* **Your objective**: Reproduce word for word the entry below on Pettengill's article about female friendship in The Boarding School, from its first line to its last.

* **Extract**:
-=-=-
Justine Dynes
The Boarding School
October 20, 2008
Biographical Information
Pettengill, Claire C. "Sisterhood in a Separate Sphere: Female Friendship in Hannah Webster Foster's the Coquette and the Boarding School." Early American Literature 27.3 (1992): 185-203.
Abstract
One idea that runs itself through Hannah Webster Foster’s The Boarding School is that of female companionship. This friendship, created through rituals among peers, grew to what could be called a family between the young women. This family sticks together, just as biological families are to stick together through tough trials. When the young women enter into the real world, becoming true women in their own rights, their rituals they gained in school become letter writing, sharing their lives with their friends any way they can.
Pettengill uses Foster’s The Coquette and The Boarding School to argue a point on friendships and the affect they have on the life of a woman. Though The Coquette uses better examples on what happens when the friendships, or the connections through letters and other communications, fail, The Boarding School offers a look at how they may have begun between young women in the first place. While within a school and seeming to have no central plot, The Boarding School was written to further explore how young females gained their relationships that stayed with them through their lives, if they so chose to keep it. For Eliza in The Coquette, it is clear exactly what happens when the woman disconnects herself from her circle of friends gained at her own school.
-=-=-
* **Available data**:
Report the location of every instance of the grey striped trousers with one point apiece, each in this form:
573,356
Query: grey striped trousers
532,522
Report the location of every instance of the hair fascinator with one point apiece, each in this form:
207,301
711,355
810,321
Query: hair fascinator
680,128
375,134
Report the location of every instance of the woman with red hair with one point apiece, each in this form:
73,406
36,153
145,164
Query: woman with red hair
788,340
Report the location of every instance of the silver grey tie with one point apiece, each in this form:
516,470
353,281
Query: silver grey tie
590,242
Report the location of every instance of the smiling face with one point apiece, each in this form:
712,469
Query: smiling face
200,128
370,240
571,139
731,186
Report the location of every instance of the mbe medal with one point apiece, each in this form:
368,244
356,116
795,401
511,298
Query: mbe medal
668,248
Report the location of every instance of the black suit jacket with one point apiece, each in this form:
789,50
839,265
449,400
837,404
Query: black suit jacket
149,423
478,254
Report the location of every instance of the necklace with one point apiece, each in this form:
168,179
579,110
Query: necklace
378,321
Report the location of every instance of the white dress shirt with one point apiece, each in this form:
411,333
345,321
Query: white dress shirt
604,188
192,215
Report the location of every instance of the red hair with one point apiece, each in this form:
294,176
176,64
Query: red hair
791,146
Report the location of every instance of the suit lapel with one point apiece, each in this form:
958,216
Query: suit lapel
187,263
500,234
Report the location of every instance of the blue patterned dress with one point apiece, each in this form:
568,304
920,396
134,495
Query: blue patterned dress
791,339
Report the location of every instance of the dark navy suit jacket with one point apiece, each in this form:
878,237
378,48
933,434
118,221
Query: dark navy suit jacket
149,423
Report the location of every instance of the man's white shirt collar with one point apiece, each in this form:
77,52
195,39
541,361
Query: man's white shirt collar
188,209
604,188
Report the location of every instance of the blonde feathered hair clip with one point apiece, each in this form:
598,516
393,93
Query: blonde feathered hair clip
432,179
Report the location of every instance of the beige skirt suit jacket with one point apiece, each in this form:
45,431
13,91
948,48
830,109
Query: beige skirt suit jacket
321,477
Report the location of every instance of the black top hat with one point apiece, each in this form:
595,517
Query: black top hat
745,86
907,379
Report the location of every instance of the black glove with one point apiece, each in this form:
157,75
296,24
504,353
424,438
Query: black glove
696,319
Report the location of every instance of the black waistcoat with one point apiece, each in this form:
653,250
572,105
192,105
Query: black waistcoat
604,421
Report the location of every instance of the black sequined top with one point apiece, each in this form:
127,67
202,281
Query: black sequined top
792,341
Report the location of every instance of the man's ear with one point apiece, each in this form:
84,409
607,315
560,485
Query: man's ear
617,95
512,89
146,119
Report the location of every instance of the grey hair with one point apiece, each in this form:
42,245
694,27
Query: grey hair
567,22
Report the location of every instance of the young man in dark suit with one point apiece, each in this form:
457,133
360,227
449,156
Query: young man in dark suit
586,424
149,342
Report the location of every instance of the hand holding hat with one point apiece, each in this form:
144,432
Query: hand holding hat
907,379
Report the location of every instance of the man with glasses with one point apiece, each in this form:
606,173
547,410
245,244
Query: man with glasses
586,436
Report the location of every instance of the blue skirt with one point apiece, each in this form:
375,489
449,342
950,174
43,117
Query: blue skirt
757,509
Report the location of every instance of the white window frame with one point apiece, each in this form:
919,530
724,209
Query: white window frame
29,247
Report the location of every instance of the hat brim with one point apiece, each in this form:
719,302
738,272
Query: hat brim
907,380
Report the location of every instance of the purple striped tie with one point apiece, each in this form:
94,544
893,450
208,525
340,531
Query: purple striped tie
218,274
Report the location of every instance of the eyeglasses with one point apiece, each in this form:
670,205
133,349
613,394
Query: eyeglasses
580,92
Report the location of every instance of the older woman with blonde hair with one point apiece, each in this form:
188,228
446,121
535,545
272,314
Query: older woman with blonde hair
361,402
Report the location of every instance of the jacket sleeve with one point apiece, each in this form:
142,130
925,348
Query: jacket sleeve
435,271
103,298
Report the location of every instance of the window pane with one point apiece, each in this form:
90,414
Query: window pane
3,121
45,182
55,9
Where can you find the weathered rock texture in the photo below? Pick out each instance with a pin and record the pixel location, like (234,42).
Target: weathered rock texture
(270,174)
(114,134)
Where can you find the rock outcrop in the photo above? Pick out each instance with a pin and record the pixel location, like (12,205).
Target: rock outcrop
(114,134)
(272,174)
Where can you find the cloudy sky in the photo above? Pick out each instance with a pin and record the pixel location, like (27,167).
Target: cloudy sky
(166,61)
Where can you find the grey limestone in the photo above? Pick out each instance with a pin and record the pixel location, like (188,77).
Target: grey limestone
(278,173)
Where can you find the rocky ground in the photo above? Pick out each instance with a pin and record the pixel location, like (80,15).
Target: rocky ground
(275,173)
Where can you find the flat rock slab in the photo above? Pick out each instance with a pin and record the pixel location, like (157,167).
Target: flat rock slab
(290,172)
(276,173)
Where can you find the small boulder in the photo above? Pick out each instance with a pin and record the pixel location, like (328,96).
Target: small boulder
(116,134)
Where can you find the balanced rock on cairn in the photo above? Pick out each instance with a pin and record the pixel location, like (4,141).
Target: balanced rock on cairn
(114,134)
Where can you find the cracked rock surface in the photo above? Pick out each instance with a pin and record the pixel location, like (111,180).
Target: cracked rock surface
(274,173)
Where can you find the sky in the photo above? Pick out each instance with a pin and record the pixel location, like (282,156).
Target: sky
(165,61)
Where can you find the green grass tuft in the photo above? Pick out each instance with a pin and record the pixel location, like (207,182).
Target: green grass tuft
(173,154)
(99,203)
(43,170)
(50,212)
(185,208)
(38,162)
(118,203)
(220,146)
-=-=-
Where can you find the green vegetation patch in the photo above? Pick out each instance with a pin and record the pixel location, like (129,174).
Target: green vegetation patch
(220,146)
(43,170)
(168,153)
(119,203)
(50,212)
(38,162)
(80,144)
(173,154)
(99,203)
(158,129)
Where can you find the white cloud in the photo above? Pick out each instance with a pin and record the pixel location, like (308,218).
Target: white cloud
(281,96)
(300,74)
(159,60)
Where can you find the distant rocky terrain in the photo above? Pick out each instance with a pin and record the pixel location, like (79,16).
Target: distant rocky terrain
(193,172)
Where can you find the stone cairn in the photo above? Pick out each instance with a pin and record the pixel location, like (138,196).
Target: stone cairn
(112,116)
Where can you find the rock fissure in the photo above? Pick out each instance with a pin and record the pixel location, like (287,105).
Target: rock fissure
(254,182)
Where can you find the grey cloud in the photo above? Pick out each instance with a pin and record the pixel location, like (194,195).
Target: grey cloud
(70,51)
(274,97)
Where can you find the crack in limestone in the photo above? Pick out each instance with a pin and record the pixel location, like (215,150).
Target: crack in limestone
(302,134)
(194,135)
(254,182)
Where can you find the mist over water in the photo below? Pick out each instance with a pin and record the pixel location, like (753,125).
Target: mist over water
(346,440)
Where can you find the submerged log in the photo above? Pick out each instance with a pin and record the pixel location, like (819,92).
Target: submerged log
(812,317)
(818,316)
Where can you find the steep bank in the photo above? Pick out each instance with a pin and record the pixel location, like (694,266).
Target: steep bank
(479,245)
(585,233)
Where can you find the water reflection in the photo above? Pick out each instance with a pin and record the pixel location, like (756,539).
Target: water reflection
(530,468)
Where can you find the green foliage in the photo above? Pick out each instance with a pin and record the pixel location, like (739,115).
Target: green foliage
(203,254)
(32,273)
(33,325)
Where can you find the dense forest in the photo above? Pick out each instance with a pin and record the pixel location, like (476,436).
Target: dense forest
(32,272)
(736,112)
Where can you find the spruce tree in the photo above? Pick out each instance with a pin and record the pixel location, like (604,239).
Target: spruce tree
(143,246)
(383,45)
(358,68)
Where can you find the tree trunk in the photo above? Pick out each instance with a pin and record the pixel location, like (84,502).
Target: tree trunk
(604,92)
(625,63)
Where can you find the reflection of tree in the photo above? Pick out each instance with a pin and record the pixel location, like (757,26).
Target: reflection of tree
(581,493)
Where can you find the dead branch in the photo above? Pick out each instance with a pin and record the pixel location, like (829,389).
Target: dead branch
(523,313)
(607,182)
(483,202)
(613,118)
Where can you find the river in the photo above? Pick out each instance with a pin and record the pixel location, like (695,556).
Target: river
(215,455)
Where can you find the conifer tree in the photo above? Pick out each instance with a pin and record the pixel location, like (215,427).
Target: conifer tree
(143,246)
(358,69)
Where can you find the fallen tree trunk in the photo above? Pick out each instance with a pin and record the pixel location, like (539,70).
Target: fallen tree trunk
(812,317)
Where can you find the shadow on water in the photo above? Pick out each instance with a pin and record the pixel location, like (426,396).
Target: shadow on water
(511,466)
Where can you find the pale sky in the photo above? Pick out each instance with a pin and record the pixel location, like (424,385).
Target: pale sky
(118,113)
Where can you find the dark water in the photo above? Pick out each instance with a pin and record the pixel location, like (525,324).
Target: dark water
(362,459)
-=-=-
* **Answer**:
Justine Dynes
The Boarding School
October 20, 2008
Biographical Information
Pettengill, Claire C. "Sisterhood in a Separate Sphere: Female Friendship in Hannah Webster Foster's the Coquette and the Boarding School." Early American Literature 27.3 (1992): 185-203.
Abstract
One idea that runs itself through Hannah Webster Foster’s The Boarding School is that of female companionship. This friendship, created through rituals among peers, grew to what could be called a family between the young women. This family sticks together, just as biological families are to stick together through tough trials. When the young women enter into the real world, becoming true women in their own rights, their rituals they gained in school become letter writing, sharing their lives with their friends any way they can.
Pettengill uses Foster’s The Coquette and The Boarding School to argue a point on friendships and the affect they have on the life of a woman. Though The Coquette uses better examples on what happens when the friendships, or the connections through letters and other communications, fail, The Boarding School offers a look at how they may have begun between young women in the first place. While within a school and seeming to have no central plot, The Boarding School was written to further explore how young females gained their relationships that stayed with them through their lives, if they so chose to keep it. For Eliza in The Coquette, it is clear exactly what happens when the woman disconnects herself from her circle of friends gained at her own school.